**TO BE DONE**. Arrange the lines of the records below as a Markdown table with the columns No. and Text, numbering each row and omitting blank lines. Begin at the line that contains "Find the thin" and continue through the end of the records.

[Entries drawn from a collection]
---
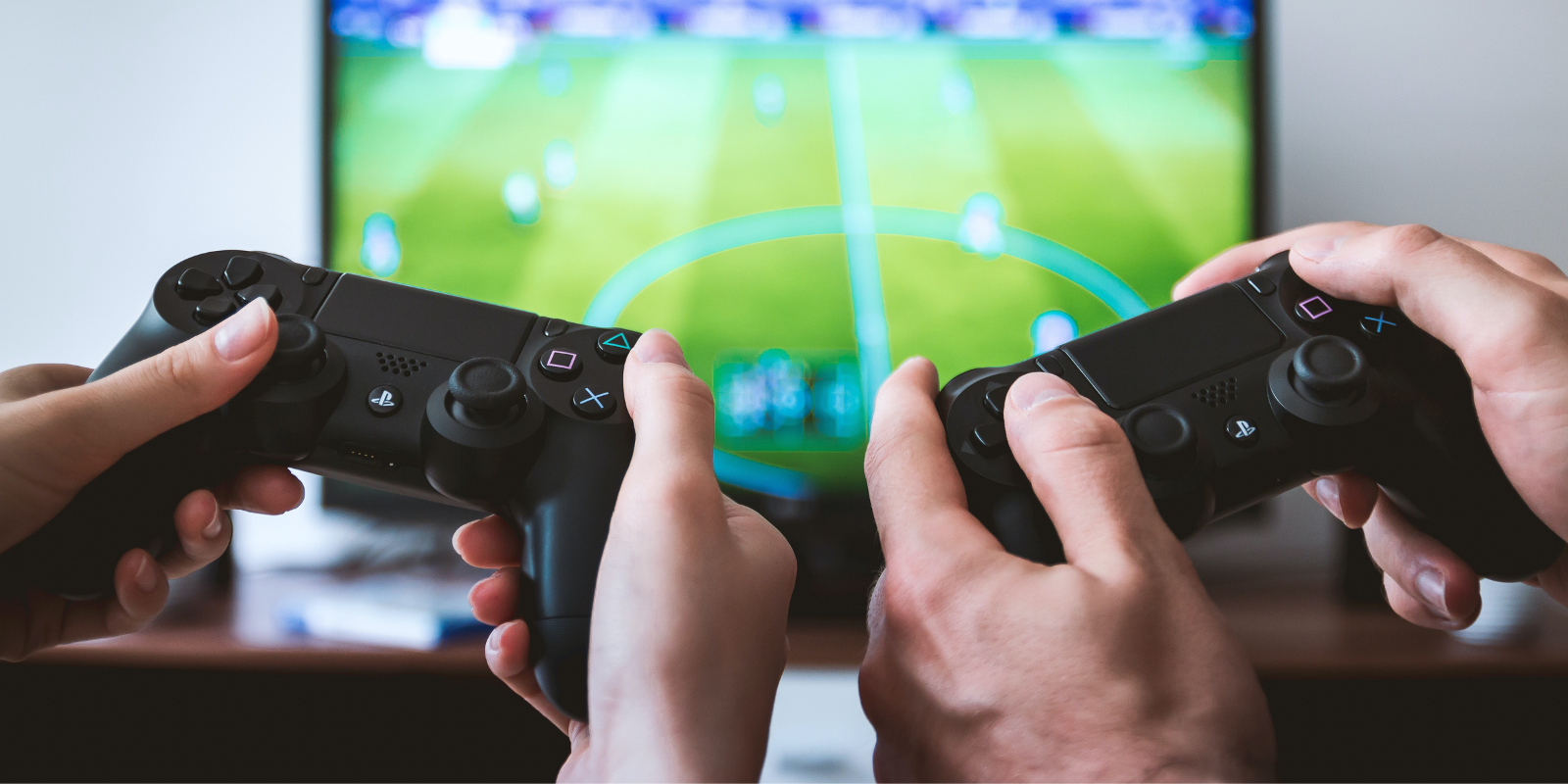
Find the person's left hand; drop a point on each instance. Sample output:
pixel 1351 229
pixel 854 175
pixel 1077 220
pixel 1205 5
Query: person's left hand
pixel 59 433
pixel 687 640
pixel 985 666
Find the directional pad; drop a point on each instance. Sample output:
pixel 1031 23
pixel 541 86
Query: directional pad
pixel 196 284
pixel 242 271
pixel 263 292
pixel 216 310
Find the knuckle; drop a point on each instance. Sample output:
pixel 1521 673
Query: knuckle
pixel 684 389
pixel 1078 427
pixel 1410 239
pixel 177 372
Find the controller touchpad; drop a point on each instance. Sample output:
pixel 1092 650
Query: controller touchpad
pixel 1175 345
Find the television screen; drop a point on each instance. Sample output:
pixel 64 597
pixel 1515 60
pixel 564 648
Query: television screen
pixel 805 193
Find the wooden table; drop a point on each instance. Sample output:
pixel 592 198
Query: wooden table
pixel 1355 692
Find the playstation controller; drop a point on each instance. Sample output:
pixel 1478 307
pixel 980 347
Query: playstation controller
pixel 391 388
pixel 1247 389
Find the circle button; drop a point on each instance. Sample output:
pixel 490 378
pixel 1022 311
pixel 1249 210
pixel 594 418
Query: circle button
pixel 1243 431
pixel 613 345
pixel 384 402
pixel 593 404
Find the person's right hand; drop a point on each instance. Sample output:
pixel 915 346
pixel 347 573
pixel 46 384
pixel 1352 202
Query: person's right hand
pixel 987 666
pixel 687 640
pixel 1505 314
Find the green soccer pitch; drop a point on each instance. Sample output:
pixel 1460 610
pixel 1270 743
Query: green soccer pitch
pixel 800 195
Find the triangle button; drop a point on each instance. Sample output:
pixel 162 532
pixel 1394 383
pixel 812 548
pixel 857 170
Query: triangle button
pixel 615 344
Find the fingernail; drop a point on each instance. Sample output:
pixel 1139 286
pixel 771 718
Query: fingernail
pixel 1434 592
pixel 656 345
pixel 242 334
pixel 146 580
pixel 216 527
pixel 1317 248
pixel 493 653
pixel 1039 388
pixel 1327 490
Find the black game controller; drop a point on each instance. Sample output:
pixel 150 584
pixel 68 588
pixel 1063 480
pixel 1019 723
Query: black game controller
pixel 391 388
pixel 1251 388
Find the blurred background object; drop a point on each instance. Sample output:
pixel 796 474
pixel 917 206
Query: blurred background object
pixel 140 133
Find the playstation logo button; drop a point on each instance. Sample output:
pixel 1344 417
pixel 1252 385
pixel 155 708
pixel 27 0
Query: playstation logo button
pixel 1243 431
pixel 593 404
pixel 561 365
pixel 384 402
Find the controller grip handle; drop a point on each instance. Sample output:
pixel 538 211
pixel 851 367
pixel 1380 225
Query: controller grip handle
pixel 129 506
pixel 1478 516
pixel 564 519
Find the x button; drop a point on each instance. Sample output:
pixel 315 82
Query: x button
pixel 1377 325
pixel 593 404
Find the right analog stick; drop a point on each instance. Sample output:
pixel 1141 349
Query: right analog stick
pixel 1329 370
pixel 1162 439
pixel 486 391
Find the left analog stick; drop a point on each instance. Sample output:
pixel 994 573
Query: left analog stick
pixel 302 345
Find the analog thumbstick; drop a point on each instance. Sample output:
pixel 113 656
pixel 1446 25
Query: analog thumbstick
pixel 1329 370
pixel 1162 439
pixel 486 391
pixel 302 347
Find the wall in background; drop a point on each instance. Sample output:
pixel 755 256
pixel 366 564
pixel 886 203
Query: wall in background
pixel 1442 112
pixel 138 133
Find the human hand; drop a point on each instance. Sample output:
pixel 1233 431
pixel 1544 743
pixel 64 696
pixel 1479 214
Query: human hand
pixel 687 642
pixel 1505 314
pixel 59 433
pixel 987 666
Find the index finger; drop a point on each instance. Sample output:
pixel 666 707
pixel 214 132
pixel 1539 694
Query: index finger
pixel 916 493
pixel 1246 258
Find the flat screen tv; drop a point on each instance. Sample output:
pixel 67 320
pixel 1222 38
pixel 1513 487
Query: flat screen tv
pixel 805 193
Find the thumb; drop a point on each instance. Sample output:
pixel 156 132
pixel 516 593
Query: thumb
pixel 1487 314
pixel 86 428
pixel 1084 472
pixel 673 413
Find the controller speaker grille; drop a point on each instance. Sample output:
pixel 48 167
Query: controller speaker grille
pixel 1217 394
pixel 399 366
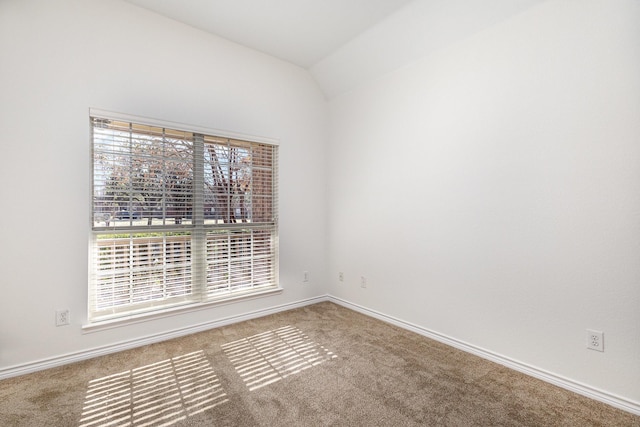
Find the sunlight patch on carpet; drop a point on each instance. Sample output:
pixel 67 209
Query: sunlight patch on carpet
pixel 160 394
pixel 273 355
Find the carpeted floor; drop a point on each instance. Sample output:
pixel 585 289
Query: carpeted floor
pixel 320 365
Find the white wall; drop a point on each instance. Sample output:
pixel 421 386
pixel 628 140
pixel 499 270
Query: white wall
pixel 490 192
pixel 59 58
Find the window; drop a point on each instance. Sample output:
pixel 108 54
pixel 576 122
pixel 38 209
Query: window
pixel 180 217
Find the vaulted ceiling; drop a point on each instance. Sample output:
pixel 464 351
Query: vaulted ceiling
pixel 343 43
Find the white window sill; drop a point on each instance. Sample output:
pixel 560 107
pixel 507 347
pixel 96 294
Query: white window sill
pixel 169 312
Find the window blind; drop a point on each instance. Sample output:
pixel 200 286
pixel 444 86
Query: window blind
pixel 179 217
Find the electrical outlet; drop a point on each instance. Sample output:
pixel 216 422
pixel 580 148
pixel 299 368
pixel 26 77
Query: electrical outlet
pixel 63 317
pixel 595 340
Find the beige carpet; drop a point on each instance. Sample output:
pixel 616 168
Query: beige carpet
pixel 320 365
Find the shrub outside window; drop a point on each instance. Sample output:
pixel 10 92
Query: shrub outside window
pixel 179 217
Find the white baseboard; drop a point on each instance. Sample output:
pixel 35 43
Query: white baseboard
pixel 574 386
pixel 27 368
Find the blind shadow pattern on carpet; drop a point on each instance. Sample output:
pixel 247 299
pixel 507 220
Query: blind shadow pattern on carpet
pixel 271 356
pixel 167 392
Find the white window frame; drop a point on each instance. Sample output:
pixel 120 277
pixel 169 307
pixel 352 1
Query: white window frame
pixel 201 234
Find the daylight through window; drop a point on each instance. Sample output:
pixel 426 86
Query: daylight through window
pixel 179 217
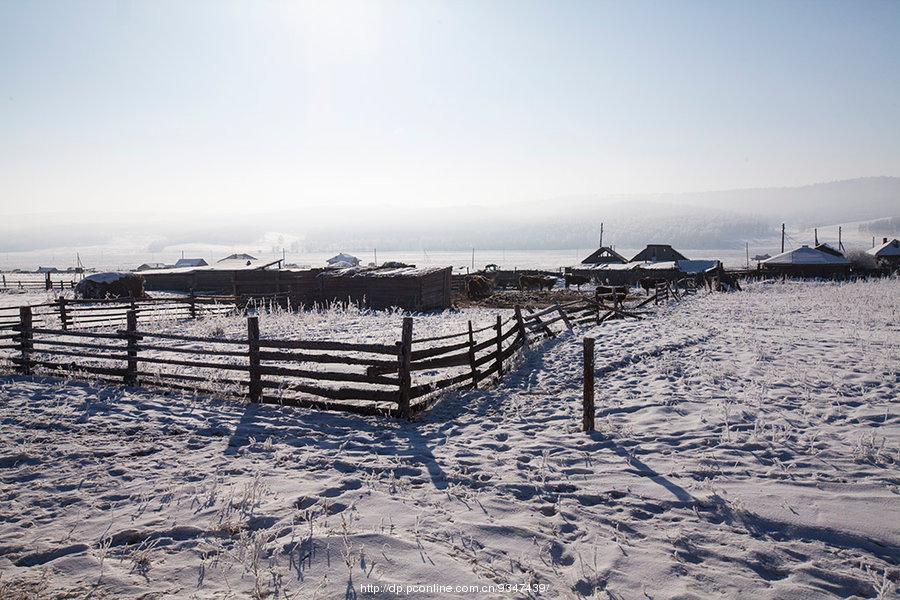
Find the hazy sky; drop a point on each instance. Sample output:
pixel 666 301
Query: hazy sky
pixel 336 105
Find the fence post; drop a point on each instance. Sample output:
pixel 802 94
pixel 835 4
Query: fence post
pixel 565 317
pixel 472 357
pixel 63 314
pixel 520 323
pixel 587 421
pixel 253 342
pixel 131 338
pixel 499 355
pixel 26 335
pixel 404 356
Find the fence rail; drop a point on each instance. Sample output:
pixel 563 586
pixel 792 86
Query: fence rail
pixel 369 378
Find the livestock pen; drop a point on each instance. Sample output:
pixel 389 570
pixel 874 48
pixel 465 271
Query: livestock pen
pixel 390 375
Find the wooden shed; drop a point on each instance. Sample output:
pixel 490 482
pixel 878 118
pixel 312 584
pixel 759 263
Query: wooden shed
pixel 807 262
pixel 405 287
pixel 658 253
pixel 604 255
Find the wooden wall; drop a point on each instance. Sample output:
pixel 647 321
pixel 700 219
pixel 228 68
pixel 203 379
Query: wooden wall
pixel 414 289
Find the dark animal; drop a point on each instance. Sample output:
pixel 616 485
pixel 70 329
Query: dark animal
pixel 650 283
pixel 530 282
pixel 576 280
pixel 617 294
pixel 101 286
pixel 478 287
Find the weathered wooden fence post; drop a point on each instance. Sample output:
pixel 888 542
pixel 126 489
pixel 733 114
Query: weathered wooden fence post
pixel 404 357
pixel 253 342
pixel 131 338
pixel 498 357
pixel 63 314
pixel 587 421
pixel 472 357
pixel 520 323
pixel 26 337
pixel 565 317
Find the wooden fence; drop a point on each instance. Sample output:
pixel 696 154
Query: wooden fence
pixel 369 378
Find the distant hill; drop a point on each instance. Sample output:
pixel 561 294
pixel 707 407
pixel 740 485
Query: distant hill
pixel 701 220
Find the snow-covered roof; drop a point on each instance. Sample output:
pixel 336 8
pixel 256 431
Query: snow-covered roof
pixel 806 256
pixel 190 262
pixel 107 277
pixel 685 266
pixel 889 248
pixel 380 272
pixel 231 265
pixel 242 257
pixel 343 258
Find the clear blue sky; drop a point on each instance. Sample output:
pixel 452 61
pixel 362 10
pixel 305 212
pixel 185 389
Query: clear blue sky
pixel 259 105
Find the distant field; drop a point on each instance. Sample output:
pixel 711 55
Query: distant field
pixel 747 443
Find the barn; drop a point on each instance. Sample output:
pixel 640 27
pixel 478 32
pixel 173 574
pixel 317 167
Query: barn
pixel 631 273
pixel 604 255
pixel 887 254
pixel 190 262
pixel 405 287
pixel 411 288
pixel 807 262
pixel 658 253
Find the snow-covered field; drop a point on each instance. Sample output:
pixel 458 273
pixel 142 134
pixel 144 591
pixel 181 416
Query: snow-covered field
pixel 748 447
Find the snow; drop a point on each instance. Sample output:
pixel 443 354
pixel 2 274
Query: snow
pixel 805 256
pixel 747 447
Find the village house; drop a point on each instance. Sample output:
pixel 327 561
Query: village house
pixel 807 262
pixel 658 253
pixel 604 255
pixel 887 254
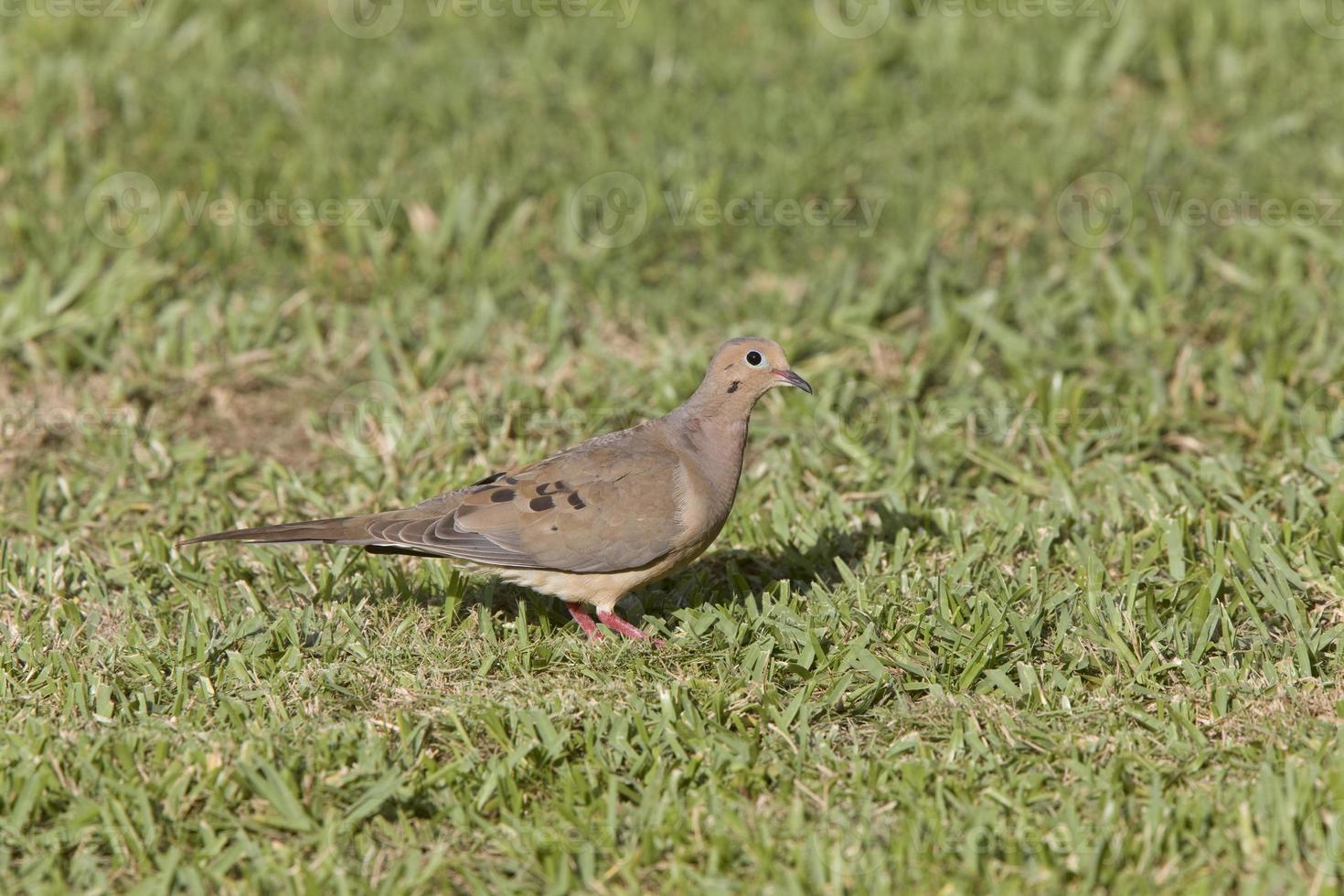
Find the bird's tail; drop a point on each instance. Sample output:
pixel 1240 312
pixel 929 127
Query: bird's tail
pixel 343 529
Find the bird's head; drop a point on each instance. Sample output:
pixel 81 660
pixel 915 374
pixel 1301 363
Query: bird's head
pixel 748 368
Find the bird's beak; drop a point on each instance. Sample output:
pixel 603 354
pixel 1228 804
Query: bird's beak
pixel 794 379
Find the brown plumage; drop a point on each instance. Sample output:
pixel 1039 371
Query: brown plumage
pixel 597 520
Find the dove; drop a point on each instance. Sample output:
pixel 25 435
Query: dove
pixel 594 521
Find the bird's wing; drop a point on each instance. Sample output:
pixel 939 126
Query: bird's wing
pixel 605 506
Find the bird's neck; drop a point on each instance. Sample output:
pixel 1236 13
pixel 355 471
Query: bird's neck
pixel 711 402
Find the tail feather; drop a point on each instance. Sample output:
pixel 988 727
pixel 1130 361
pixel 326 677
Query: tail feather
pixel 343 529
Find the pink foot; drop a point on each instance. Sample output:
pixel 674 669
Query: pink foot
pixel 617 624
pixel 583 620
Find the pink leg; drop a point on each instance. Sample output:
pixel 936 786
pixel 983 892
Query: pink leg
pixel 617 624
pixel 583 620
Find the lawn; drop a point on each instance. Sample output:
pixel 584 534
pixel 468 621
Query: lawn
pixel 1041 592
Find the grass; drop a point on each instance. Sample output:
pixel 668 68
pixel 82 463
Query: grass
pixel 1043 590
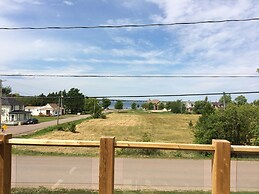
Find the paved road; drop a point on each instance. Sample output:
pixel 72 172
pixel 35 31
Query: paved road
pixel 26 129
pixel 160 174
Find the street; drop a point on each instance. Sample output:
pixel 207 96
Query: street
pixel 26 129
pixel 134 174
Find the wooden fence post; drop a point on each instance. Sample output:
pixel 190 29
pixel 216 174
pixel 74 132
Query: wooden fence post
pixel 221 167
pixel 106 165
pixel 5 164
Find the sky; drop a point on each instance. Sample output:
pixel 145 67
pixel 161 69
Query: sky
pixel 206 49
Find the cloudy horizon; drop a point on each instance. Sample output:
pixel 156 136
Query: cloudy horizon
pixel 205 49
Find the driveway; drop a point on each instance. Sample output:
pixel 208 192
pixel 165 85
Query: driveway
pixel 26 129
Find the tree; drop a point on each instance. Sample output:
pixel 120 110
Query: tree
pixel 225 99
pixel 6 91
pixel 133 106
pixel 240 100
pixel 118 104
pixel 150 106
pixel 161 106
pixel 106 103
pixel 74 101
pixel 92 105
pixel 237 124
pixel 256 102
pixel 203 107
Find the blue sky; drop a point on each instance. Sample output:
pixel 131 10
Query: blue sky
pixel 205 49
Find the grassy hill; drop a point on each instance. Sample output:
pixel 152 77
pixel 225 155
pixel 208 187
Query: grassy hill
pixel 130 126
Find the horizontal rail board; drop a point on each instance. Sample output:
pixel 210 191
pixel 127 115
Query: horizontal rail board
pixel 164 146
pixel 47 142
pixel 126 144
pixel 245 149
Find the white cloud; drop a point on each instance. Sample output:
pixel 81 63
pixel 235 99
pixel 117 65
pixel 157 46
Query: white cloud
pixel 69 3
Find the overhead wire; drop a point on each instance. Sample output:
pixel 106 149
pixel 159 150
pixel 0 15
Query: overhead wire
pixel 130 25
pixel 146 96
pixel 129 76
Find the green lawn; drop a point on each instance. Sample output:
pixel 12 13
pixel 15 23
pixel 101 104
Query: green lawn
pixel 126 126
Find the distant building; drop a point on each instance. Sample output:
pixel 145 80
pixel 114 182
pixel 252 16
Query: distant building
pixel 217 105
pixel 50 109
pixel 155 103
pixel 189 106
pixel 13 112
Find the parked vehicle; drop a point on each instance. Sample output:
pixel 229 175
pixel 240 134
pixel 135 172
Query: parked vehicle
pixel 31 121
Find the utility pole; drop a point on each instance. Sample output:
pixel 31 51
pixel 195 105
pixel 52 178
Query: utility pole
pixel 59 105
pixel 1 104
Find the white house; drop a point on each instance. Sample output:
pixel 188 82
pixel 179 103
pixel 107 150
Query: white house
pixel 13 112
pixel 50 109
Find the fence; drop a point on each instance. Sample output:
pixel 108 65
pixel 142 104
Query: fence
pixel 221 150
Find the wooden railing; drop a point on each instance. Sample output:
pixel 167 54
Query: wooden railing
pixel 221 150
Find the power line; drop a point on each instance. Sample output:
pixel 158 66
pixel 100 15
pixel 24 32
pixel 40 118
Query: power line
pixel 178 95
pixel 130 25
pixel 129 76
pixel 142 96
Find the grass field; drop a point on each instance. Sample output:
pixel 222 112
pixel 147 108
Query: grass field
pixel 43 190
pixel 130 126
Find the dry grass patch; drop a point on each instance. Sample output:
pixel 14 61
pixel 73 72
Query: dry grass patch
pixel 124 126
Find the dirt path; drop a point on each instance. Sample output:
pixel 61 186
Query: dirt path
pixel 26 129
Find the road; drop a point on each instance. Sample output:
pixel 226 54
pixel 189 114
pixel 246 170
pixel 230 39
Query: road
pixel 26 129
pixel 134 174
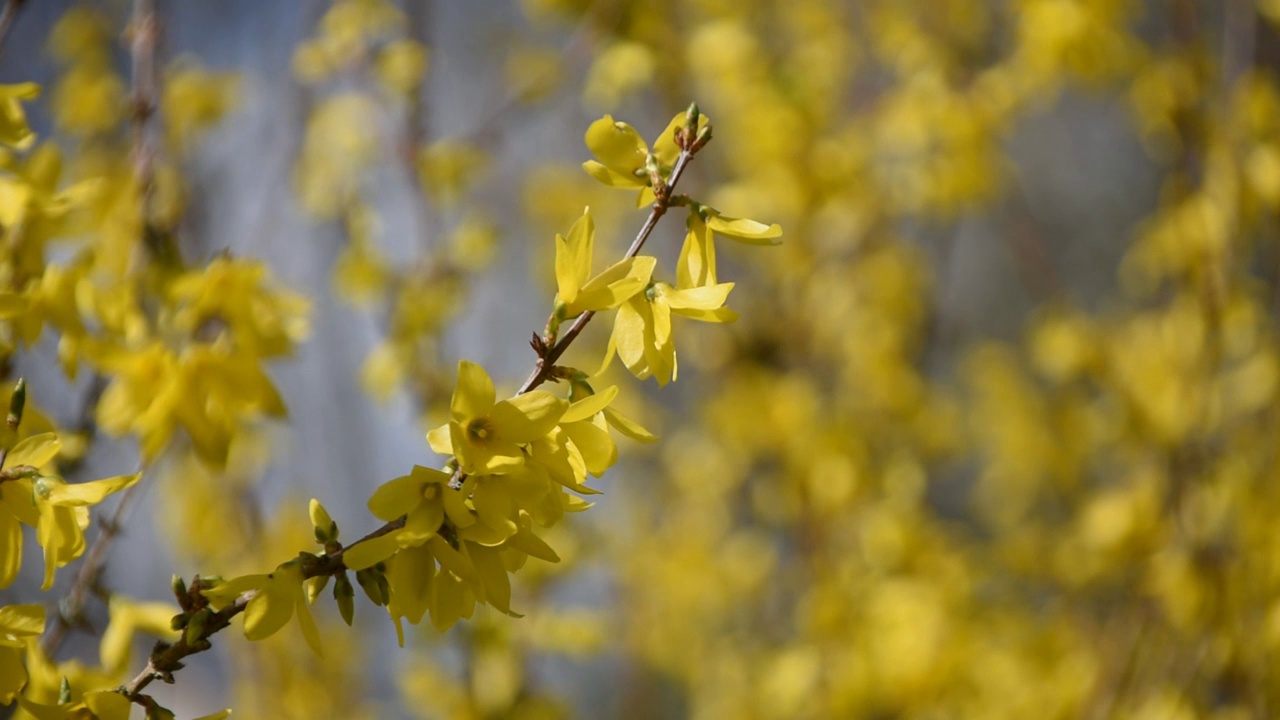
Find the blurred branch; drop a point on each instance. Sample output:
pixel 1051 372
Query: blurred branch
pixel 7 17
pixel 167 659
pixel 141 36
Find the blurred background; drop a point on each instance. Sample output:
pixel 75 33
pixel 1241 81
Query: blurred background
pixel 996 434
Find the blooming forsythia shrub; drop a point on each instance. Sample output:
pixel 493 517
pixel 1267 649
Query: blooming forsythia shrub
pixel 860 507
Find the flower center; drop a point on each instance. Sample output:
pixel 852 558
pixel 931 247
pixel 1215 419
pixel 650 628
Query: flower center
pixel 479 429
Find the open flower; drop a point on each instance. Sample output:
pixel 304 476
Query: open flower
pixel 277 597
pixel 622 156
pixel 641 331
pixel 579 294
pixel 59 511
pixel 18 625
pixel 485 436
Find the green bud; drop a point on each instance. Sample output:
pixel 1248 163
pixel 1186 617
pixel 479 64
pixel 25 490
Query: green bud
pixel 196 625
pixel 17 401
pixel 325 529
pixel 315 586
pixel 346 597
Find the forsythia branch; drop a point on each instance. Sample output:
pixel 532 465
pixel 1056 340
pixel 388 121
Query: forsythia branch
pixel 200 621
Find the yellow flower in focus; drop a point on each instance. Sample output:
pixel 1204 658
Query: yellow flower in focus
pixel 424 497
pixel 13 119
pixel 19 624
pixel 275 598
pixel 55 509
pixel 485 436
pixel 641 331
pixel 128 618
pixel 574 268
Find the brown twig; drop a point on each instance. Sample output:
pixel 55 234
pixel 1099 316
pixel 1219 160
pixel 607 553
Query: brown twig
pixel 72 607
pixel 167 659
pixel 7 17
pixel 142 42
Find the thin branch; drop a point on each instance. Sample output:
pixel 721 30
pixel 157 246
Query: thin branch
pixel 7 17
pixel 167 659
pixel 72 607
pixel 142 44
---
**RESULT FOR THIS TASK**.
| No. | Text |
|---|---|
| 1 | Find the thin branch; drop a point on each instance. Sample output: |
| 2 | pixel 721 30 |
| 3 | pixel 157 246 |
| 4 | Query: thin branch |
| 5 | pixel 7 17 |
| 6 | pixel 167 659 |
| 7 | pixel 72 607 |
| 8 | pixel 142 44 |